Indica quante righe dei record contengono la stringa "curl" e scrivi soltanto il numero.
****
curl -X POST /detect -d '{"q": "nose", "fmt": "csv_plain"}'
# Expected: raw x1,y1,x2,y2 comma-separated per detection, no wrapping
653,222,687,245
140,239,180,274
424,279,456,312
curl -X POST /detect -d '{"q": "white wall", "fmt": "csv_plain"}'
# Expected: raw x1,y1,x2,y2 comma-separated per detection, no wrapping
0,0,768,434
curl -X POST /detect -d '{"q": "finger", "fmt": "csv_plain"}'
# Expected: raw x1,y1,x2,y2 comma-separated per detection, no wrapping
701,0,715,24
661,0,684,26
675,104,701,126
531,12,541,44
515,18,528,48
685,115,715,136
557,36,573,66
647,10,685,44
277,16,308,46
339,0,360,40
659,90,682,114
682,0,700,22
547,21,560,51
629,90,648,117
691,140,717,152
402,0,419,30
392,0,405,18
****
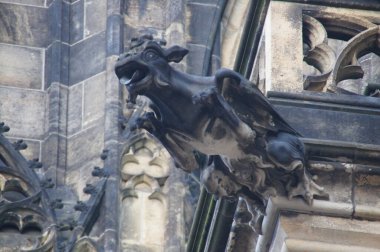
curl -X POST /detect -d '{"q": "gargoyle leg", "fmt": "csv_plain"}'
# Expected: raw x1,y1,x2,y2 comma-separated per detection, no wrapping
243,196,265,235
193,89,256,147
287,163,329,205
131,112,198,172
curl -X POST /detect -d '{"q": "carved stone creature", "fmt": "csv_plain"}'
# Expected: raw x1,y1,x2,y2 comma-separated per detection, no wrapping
****
## Risposta
5